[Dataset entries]
--
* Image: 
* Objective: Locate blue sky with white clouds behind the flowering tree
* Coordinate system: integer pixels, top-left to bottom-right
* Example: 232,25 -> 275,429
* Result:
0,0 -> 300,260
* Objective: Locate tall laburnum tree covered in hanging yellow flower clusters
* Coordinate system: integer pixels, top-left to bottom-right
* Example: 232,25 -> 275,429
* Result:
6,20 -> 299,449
--
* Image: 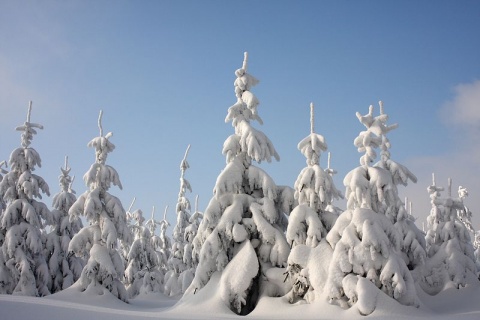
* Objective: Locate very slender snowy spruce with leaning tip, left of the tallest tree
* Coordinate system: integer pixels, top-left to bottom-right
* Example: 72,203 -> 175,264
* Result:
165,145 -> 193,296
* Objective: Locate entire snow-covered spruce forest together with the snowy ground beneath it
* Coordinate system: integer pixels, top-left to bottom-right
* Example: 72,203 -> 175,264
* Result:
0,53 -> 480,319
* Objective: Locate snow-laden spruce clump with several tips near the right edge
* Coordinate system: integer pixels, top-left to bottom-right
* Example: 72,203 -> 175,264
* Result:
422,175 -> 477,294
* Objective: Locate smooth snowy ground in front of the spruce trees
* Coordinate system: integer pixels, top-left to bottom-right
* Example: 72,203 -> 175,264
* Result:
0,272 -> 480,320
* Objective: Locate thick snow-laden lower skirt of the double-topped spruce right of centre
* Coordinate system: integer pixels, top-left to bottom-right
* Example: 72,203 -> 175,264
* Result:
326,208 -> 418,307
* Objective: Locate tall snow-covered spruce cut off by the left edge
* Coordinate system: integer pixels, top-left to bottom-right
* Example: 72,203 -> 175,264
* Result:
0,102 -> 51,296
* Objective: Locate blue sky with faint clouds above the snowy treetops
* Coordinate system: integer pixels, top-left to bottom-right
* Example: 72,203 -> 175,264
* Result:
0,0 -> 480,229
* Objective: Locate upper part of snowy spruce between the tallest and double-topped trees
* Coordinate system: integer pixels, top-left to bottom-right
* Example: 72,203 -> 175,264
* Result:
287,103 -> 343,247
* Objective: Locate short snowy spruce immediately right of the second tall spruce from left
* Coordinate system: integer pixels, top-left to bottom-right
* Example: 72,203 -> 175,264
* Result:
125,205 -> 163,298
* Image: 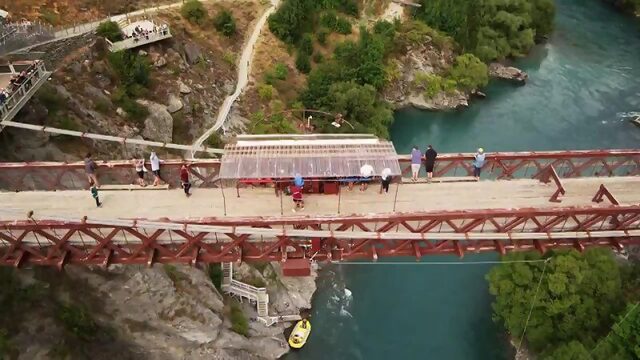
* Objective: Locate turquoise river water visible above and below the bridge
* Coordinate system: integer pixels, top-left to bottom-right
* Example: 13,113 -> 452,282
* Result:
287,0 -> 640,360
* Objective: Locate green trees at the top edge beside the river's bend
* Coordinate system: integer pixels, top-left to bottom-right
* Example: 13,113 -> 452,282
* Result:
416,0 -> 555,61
--
- WHAT YOU NEED TO DO -
Looking at the entries above, count the lines that hold the string "clouds" and reply with the count alone.

- SOLUTION TO THIS PROBLEM -
2